Instructions to follow:
Write out the passage on Yma Sumac's career word for word, from "In 1957, Sumac" up to and including "1960s performing sporadically.".

Reading passage section start

In 1957, Sumac and Vivanco divorced, their dispute making news in Los Angeles.[14] They remarried that same year, but divorced again in 1965.
Apparently due to financial difficulties, Yma Sumac and the original Inka Taky Trio went on a world tour in 1961, which lasted for five years. They performed in forty cities in the Soviet Union, and afterward throughout Europe, Asia, and Latin America. Their performance in Bucharest, Romania, was recorded as the album Recital, her only 'live in concert' record. Yma Sumac spent the rest of the 1960s performing sporadically.
In 1971, she released a rock album called Miracles, and then returned to live in Peru. She performed in concert from time to time during the 1970s in Peru and later in New York at the Chateau Madrid and Town Hall. In the 1980s, she resumed her career under the management of Alan Eichler and had a number of concerts both in the U.S. and abroad, including the Hollywood Roosevelt's Cinegrill, New York's Ballroom in 1987 (where she was held-over for seven weeks to SRO crowds) and several San Francisco shows at the Theatre on the Square among others. In 1987, she also recorded the song "I Wonder" from the Disney film Sleeping Beauty for Stay Awake, an album of songs from Disney movies, produced by Hal Willner. She sang "Ataypura" during a March 19, 1987, appearance on Late Night with David Letterman, appearing alongside Jan Hooks and Sam Donaldson. She also recorded a new German "techno" dance record, "Mambo ConFusion."

Reading passage section end
Data for analysis section start

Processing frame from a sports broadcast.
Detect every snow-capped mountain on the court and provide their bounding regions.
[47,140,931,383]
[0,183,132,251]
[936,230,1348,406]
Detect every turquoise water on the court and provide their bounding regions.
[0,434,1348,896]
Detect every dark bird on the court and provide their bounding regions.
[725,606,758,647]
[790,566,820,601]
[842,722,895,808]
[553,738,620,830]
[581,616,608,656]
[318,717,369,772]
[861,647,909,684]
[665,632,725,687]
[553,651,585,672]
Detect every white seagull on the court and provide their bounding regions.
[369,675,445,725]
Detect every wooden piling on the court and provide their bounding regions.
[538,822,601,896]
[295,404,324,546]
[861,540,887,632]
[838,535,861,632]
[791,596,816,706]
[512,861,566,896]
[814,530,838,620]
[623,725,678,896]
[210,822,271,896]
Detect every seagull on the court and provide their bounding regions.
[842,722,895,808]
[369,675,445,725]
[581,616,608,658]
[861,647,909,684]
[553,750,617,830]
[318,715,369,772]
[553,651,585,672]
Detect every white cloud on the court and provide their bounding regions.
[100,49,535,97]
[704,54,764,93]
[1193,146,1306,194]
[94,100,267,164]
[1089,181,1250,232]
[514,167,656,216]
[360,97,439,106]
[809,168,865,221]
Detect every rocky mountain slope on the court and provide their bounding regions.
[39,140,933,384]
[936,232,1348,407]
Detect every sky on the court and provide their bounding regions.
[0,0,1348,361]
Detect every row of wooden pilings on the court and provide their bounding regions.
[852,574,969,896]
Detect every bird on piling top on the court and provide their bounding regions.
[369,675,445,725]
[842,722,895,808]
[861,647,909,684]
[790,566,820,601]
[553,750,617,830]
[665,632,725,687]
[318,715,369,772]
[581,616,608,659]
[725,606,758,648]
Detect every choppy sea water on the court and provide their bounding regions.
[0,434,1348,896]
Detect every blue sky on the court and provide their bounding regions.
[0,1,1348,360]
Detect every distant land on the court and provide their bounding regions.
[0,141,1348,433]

Data for analysis section end

Worked solution:
In 1957, Sumac and Vivanco divorced, their dispute making news in Los Angeles.[14] They remarried that same year, but divorced again in 1965.
Apparently due to financial difficulties, Yma Sumac and the original Inka Taky Trio went on a world tour in 1961, which lasted for five years. They performed in forty cities in the Soviet Union, and afterward throughout Europe, Asia, and Latin America. Their performance in Bucharest, Romania, was recorded as the album Recital, her only 'live in concert' record. Yma Sumac spent the rest of the 1960s performing sporadically.